> Task details
Starting at the line that contains "the dome finial?" and ending with the line that contains "1001;559;1060;737", substitute "image" for "capture" and change nothing else. Reproduce only those lines.

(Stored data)
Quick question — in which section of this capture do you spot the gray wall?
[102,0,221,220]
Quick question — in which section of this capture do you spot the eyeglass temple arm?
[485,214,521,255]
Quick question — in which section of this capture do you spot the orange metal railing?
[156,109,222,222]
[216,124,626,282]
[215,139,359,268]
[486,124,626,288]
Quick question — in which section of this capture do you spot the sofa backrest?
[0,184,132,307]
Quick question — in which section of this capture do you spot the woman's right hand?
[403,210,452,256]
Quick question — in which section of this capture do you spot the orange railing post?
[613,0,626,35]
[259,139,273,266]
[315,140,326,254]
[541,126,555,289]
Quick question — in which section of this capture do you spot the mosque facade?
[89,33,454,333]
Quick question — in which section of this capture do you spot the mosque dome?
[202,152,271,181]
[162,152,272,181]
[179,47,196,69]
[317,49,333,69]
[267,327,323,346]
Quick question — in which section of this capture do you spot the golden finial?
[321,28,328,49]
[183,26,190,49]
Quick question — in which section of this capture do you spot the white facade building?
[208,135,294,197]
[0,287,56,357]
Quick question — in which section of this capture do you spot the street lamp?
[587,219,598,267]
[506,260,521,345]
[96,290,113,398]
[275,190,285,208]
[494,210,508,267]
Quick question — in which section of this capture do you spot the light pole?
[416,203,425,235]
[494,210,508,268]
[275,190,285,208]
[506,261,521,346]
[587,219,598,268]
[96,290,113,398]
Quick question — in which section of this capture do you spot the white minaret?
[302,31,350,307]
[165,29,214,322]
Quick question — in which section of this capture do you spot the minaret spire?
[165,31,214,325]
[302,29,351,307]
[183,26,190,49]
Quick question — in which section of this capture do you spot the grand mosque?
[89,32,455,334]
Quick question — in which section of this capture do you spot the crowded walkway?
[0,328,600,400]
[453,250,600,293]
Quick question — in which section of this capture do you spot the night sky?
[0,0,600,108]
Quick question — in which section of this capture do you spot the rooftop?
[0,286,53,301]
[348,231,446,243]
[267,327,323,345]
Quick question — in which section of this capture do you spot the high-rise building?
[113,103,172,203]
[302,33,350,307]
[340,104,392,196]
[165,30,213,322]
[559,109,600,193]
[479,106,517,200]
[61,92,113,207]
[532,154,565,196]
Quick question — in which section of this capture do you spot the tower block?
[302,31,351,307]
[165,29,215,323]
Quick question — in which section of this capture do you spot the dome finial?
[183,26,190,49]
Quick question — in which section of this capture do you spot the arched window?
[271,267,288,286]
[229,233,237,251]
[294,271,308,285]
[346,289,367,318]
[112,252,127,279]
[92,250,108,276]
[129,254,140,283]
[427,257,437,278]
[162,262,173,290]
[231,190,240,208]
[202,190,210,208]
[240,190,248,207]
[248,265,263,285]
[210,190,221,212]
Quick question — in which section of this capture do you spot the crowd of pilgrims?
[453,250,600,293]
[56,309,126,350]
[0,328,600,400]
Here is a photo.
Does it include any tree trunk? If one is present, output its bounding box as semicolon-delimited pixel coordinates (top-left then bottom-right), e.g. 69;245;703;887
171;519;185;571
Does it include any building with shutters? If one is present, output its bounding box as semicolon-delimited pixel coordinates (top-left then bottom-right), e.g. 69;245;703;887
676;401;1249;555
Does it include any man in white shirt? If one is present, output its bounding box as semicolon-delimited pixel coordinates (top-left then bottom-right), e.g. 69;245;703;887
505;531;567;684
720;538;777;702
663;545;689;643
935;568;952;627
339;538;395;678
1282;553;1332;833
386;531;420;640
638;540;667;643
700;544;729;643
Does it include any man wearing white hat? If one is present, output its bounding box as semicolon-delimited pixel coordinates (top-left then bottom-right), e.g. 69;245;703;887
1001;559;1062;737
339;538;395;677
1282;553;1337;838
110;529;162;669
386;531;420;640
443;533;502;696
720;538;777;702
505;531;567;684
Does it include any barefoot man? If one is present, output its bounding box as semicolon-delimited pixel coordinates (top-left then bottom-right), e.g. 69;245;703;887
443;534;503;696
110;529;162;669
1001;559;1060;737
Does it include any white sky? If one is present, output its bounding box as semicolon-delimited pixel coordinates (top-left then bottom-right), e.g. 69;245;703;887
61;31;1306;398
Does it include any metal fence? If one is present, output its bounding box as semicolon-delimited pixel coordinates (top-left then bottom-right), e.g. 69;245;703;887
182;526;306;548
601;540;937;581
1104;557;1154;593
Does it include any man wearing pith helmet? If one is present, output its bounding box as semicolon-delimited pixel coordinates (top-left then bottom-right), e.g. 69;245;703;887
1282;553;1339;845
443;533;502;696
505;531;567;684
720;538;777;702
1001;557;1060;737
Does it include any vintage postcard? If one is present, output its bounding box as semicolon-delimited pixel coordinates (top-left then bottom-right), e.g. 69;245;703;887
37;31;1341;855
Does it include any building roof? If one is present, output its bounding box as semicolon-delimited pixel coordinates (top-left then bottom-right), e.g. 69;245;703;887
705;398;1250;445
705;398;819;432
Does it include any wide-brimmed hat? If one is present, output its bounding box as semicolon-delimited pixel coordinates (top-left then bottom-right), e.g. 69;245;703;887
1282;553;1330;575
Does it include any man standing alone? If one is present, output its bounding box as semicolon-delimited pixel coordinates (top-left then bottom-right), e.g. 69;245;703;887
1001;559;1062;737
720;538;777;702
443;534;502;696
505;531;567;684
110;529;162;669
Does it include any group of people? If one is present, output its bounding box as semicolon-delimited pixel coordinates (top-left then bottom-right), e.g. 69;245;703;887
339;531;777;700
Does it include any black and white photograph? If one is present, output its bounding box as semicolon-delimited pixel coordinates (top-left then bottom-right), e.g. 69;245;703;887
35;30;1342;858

> Exercise response
Quick question — in which section of this image do you spot the dome finial?
[183,26,190,49]
Quick question — in which section of this image do you spot the arched window?
[271,267,288,286]
[229,233,237,251]
[294,271,308,285]
[346,289,367,318]
[112,252,127,279]
[92,250,108,276]
[129,254,140,283]
[427,257,437,278]
[162,262,173,290]
[231,190,240,208]
[202,190,210,208]
[240,190,248,207]
[248,265,263,285]
[210,190,221,212]
Quick question — in which section of this image do you spot the crowd of pilgrims?
[453,250,600,293]
[56,309,126,350]
[0,328,600,400]
Here is a photo.
Does it include any tree trunk? If one is present, output its bounding box as semicolon-delimited pixel coordinates (top-left then bottom-right), e.g. 69;245;703;887
171;519;185;571
Does it include any building with shutters? If one is present, output its bounding box as semicolon-delimited pixel coordinates (top-left then bottom-right), e.g. 69;245;703;887
676;401;1249;555
Does it include any man in white shirt? If one is present, output its bounding box as semicolon-delimited pixel coordinates (top-left then bottom-right), e.g. 69;245;703;887
505;531;567;684
720;538;777;702
663;545;689;643
935;568;952;627
339;538;395;678
1282;553;1332;833
386;531;420;640
638;540;667;643
700;544;729;643
Does it include any man wearing white hat? If one is present, output its bounding box as semicolon-delimited pixel coordinates (top-left then bottom-right), e.g. 69;245;703;887
1001;559;1062;737
339;538;395;677
1282;553;1337;838
110;529;162;669
386;531;420;640
443;533;502;696
720;538;777;702
505;531;567;684
Does it include any barefoot man? If one is present, output its bounding box as semicolon-delimited pixel coordinates (top-left then bottom-right), e.g. 69;245;703;887
443;534;503;696
110;529;162;669
1001;559;1060;737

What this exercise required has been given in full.